(Work required): Reproduce nothing but the closing run of lines: the line with "for street —" and each line that follows it to the end of the data.

(Raw data):
□ □ □ □
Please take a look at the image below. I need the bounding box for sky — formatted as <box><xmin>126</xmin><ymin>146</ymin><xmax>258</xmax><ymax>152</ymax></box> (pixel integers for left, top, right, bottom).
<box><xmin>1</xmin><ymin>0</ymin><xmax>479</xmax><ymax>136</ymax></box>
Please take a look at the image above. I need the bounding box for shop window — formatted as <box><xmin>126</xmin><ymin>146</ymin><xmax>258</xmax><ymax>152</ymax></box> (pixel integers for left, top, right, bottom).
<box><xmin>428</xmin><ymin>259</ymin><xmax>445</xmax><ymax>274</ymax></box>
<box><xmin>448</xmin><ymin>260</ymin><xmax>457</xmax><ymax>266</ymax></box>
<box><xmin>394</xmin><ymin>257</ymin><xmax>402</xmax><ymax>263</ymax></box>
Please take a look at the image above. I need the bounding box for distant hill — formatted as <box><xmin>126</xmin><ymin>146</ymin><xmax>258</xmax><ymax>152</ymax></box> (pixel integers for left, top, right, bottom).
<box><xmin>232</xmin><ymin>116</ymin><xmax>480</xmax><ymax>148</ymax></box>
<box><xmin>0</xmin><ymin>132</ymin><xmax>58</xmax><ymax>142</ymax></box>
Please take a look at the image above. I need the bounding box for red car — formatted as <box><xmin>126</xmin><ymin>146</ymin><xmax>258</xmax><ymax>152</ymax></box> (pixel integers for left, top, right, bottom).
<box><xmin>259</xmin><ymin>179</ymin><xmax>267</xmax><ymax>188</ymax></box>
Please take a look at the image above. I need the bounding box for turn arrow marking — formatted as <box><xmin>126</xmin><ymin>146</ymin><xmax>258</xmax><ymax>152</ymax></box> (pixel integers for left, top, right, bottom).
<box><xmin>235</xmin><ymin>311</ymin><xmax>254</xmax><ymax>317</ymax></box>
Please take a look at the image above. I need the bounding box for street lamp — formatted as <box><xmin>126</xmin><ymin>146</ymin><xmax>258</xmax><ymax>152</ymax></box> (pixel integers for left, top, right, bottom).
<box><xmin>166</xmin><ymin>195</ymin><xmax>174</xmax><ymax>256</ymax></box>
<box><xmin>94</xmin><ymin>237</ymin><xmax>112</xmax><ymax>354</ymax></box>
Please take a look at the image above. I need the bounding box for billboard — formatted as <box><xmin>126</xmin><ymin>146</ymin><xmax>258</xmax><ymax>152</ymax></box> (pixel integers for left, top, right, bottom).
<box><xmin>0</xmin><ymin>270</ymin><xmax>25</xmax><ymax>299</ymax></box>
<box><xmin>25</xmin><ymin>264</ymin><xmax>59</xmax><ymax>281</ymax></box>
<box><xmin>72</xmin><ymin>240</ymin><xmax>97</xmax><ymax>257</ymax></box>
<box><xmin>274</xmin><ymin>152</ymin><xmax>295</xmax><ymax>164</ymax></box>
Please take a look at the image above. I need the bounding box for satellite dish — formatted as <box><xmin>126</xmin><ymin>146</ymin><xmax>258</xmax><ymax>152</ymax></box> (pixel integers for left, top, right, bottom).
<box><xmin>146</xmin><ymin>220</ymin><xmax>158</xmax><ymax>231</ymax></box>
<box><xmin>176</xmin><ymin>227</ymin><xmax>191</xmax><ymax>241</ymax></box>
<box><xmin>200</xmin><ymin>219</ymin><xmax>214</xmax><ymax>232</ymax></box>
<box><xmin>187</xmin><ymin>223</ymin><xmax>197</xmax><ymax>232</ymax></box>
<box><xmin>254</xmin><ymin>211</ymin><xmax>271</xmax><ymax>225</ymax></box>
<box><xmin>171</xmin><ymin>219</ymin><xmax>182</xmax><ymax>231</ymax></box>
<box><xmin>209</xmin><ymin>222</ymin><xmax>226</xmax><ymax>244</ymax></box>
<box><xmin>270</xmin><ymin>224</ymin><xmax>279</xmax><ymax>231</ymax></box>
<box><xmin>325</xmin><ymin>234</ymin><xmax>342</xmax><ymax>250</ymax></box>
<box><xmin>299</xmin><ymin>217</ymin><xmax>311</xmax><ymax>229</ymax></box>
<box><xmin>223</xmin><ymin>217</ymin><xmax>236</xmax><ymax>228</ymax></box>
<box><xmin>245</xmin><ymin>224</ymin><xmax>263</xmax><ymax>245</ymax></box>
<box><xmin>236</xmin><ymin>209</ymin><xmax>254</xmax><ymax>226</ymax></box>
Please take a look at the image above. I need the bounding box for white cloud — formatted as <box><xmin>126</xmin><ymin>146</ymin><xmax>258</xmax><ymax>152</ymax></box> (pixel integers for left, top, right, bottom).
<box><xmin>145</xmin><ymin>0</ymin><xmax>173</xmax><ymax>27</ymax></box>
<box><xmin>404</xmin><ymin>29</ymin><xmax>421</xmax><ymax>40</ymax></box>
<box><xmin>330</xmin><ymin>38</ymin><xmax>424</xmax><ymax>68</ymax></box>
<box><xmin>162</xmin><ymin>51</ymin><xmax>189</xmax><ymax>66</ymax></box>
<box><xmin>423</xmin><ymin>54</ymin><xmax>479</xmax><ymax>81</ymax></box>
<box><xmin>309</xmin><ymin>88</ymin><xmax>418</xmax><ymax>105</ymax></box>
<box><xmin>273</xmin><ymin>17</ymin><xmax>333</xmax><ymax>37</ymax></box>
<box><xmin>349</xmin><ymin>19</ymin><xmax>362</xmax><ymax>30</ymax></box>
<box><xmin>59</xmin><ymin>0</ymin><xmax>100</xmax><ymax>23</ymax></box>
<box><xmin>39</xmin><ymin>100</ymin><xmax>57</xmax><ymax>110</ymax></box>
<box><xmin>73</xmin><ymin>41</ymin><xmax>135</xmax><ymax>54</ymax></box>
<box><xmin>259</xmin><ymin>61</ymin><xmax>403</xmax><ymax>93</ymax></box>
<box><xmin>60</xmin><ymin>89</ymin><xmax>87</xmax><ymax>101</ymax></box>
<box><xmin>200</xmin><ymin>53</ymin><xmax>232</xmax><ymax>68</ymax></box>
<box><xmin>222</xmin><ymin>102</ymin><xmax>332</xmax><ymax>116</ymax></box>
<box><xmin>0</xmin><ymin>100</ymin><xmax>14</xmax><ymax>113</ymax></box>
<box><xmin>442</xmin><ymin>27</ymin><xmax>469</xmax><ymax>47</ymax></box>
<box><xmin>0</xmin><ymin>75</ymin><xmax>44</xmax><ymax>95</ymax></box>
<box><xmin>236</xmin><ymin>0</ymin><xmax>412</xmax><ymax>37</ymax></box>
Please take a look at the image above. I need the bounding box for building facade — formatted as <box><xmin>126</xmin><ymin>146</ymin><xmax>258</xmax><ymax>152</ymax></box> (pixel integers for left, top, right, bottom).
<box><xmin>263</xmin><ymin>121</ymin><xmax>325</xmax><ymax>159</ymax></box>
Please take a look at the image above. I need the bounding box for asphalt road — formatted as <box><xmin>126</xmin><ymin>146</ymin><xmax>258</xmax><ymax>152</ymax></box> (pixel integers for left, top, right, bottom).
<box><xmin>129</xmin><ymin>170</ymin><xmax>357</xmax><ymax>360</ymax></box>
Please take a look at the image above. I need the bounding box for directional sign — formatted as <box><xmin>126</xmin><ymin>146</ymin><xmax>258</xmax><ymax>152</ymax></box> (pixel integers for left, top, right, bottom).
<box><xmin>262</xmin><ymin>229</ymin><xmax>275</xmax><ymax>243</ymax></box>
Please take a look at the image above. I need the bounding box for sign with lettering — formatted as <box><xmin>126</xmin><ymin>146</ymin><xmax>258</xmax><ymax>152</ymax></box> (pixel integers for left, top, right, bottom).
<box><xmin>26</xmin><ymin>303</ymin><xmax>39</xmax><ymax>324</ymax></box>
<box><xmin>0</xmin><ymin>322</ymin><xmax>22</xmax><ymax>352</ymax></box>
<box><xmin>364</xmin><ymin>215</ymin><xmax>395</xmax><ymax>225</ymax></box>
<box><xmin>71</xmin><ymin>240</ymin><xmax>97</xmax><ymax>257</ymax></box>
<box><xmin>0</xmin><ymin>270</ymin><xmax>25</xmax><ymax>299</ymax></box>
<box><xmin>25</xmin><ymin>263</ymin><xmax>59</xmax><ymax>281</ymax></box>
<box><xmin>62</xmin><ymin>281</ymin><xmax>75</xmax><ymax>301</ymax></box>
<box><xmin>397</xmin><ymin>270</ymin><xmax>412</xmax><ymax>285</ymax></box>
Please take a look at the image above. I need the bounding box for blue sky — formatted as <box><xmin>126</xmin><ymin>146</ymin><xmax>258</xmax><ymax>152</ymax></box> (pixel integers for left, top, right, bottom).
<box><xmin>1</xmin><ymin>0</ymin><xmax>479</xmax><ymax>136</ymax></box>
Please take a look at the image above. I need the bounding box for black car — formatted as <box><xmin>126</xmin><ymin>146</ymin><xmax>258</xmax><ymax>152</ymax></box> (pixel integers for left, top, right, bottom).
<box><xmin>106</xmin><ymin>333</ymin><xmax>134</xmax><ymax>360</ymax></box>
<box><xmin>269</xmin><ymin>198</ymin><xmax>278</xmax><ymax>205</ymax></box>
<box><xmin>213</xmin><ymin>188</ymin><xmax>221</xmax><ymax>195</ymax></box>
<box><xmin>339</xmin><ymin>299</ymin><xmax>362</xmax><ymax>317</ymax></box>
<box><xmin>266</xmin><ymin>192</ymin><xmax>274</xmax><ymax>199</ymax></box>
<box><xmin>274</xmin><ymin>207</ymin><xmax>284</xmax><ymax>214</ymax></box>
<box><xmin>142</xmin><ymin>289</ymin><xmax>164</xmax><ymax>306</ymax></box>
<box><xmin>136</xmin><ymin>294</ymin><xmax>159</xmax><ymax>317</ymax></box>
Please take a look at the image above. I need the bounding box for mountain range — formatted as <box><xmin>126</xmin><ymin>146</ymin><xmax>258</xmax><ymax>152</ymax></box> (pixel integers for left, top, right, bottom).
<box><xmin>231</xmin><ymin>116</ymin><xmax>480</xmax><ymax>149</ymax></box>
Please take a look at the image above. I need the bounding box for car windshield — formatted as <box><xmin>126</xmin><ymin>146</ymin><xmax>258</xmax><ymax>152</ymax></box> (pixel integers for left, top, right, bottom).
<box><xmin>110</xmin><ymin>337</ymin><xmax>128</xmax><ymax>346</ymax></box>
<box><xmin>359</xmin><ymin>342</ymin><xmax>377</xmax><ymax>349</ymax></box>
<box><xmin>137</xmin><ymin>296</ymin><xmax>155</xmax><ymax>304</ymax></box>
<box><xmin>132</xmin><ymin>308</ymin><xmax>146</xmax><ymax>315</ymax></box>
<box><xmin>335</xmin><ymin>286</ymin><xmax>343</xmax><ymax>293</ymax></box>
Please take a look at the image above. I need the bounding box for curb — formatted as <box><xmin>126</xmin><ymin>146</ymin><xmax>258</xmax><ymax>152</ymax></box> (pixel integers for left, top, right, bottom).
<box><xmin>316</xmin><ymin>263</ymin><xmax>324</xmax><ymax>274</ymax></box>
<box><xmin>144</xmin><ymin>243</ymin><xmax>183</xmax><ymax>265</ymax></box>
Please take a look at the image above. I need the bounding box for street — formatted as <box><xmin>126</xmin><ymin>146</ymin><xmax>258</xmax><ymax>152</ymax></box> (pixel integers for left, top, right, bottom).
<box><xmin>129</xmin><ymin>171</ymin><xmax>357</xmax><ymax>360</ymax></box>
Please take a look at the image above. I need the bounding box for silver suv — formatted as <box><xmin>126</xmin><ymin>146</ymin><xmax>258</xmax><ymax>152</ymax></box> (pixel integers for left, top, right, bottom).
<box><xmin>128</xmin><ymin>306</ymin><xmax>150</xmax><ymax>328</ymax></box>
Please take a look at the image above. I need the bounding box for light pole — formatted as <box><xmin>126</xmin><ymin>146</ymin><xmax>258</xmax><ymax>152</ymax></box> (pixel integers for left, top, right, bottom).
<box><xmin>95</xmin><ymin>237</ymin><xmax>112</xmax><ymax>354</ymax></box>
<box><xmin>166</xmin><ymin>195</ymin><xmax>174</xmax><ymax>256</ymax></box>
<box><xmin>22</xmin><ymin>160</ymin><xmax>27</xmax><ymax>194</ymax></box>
□ □ □ □
(Answer):
Please take a look at the image above. I need the bounding box for street — formatted as <box><xmin>126</xmin><ymin>146</ymin><xmax>258</xmax><ymax>152</ymax></box> (pixel integers for left, top, right, bottom).
<box><xmin>129</xmin><ymin>171</ymin><xmax>357</xmax><ymax>360</ymax></box>
Please take a look at the image above. I need the bounding box for silver suv — formatted as <box><xmin>126</xmin><ymin>146</ymin><xmax>258</xmax><ymax>152</ymax></box> (pixel integers for left, top, right, bottom).
<box><xmin>128</xmin><ymin>306</ymin><xmax>150</xmax><ymax>328</ymax></box>
Please take a look at the image above. I need the bounding box for light pole — formatted as <box><xmin>126</xmin><ymin>146</ymin><xmax>258</xmax><ymax>152</ymax></box> (pixel integers for left, top, right, bottom).
<box><xmin>95</xmin><ymin>237</ymin><xmax>112</xmax><ymax>354</ymax></box>
<box><xmin>166</xmin><ymin>195</ymin><xmax>174</xmax><ymax>256</ymax></box>
<box><xmin>22</xmin><ymin>160</ymin><xmax>27</xmax><ymax>194</ymax></box>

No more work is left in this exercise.